GOAL
Please present the items below as a numbered list, leaving out any blank lines.
------ EXERCISE MATERIALS ------
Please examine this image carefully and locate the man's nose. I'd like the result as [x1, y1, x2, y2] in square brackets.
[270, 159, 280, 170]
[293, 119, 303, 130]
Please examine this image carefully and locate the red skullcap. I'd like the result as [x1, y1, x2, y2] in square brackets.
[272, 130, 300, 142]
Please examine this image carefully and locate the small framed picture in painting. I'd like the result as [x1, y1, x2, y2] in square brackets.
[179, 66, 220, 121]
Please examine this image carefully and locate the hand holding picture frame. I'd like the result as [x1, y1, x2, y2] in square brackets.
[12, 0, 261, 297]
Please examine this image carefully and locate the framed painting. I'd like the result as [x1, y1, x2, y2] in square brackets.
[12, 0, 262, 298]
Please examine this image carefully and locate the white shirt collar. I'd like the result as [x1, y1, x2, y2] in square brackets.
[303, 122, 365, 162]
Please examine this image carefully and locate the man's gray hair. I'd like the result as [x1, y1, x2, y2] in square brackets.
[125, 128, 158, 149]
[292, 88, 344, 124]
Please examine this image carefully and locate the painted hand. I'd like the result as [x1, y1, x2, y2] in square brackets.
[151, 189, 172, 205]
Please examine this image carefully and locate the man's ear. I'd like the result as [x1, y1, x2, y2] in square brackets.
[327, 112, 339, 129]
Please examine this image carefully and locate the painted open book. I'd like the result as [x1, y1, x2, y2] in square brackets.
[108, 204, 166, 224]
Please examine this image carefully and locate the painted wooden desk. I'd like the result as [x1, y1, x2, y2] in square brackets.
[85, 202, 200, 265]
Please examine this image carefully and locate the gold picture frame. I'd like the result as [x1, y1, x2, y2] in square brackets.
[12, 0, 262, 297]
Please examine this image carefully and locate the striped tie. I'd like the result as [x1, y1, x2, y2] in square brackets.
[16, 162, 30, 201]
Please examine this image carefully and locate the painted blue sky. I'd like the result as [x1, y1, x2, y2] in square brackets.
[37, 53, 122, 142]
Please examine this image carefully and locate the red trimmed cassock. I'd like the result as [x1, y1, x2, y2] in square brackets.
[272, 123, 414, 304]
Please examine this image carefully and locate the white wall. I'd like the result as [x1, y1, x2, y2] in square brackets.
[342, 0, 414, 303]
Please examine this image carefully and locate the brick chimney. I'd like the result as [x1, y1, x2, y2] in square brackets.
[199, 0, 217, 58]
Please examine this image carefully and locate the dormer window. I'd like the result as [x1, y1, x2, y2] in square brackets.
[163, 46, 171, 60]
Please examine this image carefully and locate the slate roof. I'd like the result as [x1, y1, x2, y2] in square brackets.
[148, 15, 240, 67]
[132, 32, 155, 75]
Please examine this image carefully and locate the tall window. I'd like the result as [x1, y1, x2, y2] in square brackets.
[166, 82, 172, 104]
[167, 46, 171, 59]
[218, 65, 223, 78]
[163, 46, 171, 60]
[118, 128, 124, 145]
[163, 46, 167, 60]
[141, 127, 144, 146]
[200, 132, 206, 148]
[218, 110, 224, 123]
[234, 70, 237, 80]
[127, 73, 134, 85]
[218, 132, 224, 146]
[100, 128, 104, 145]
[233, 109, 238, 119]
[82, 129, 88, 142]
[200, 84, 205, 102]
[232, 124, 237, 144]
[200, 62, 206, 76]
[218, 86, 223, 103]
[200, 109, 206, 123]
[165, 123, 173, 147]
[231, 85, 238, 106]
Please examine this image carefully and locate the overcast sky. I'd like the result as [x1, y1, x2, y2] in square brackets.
------
OUTPUT FOR THIS EXERCISE
1. Please examine this image carefully and locate the man's nose. I'd like the result as [x1, y1, x2, y2] in square brackets.
2. [270, 159, 280, 170]
3. [293, 119, 303, 130]
4. Please examine this image carefully and locate the red skullcap. I'd like the result as [x1, y1, x2, y2] in square brackets.
5. [272, 130, 300, 142]
6. Please examine this image carefully and locate the small framed picture in painting. I'd like the result as [x1, y1, x2, y2] in square brackets.
7. [179, 66, 220, 121]
8. Please examine this image carefully and locate the hand holding picture frame. I'd like the result as [x1, y1, x2, y2] in square brackets.
9. [12, 0, 261, 297]
10. Please examine this image carefully and locate the framed painting. I'd like the result as [x1, y1, x2, y2] in square brackets.
11. [12, 0, 262, 298]
12. Please examine this image carefully and locate the white shirt collar. I'd like the result as [x1, y1, x2, y2] in square brackets.
13. [303, 122, 365, 162]
14. Please examine this image carefully and locate the man's gray hair. I'd like the result as [x1, y1, x2, y2] in square brackets.
15. [125, 128, 158, 149]
16. [292, 88, 344, 124]
17. Please examine this image carefully and locate the painted hand. I'd like the result as [x1, y1, x2, y2] in square brackets.
18. [151, 189, 172, 205]
19. Please examine this image carefully and locate the man's ear. I'd like the result as [x1, y1, x2, y2] in square brackets.
20. [327, 112, 339, 129]
21. Please examine this image carefully and locate the painted open book. I'd like the result as [x1, y1, x2, y2] in square brackets.
22. [108, 204, 166, 224]
23. Please examine this image carefully and locate the painted wooden desk. I'd like the result as [x1, y1, x2, y2] in square brackets.
24. [85, 202, 200, 265]
25. Please examine this image carefully and locate the gold picture frame. I'd like the result as [x1, y1, x2, y2] in square brackets.
26. [12, 0, 262, 297]
27. Please examine this image carefully and locate the striped tie. I'd like the result as [x1, y1, x2, y2] in square brackets.
28. [16, 162, 30, 201]
29. Please examine this image carefully and locate the painted blue sky. I'd like the result as [x1, y1, x2, y2] in square brackets.
30. [37, 53, 122, 142]
31. Please examine this image carefully and locate the red trimmed cassock. I'd like the result as [x1, y1, x2, y2] in square brackets.
32. [272, 123, 414, 304]
33. Please examine this image carefully and locate the white wall. I'd like the result as [x1, y1, x2, y2] in square brackets.
34. [342, 0, 414, 303]
35. Please examine this image carefully and locate the brick chimney. I'd like the result as [x1, y1, x2, y2] in square brackets.
36. [199, 0, 217, 58]
37. Please examine this image carefully and locate the dormer window. I'd like the result as [x1, y1, x2, y2] in square brackets.
38. [163, 46, 171, 60]
39. Please examine this image carefully and locate the slate roof. I'd like the result as [x1, y1, x2, y2] in square brackets.
40. [148, 15, 240, 67]
41. [132, 32, 155, 75]
42. Please examine this image carefully and locate the tall window. I'd like the result as [x1, y1, x2, y2] in square brackets.
43. [166, 82, 172, 104]
44. [167, 46, 171, 59]
45. [218, 65, 223, 78]
46. [163, 46, 171, 60]
47. [118, 128, 124, 145]
48. [163, 46, 167, 60]
49. [141, 127, 144, 146]
50. [200, 132, 206, 148]
51. [218, 110, 224, 123]
52. [234, 70, 237, 80]
53. [127, 73, 134, 85]
54. [218, 132, 224, 146]
55. [100, 128, 104, 145]
56. [233, 109, 238, 119]
57. [82, 129, 88, 142]
58. [200, 84, 205, 102]
59. [232, 124, 237, 144]
60. [200, 62, 206, 76]
61. [218, 86, 223, 103]
62. [200, 109, 206, 123]
63. [165, 123, 173, 147]
64. [231, 85, 238, 106]
65. Please examine this image carefully and locate the overcast sky. I'd like the result as [x1, y1, x2, y2] in square brackets.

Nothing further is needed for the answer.